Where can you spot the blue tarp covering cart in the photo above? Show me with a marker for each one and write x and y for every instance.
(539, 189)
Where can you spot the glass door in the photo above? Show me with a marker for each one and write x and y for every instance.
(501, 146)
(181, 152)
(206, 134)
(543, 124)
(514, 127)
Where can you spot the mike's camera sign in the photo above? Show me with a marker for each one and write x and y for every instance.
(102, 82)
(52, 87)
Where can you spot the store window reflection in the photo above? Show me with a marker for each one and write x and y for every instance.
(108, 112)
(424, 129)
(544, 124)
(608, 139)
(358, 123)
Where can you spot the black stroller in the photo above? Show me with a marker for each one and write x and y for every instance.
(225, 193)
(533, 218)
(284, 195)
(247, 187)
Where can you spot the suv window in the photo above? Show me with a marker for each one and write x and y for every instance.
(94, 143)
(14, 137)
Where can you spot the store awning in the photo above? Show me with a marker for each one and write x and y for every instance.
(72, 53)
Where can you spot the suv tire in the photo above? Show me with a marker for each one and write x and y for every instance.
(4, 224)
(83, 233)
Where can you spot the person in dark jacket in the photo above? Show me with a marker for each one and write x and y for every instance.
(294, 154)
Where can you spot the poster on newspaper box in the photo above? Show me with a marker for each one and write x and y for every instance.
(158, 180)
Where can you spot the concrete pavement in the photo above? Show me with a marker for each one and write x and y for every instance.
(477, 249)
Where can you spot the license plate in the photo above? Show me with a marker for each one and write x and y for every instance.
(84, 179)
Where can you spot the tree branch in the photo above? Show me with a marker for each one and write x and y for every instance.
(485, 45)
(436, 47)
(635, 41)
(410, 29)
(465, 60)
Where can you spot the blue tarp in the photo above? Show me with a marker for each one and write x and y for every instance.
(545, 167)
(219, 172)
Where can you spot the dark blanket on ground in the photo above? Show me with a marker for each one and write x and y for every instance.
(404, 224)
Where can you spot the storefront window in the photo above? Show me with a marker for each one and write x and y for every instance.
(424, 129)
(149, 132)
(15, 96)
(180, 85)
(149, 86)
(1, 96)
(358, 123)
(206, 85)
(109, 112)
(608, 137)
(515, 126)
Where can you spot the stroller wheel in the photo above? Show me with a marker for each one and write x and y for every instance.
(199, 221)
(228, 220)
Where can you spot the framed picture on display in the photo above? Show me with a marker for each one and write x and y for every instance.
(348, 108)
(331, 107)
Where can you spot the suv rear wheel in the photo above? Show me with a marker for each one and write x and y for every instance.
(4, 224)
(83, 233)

---------------

### Your goal
From the line that holds "Where can you spot the framed" down to the last line of the material, copy every line exactly and add nothing.

### Written response
Where can you spot the framed picture on display in the photo above? Show me with a marker for each one and write x and y for every instance.
(348, 108)
(331, 107)
Where can you spot the suv rear wheel in the photo above? Show me with a marker for each one and write x and y for every instance.
(4, 224)
(83, 233)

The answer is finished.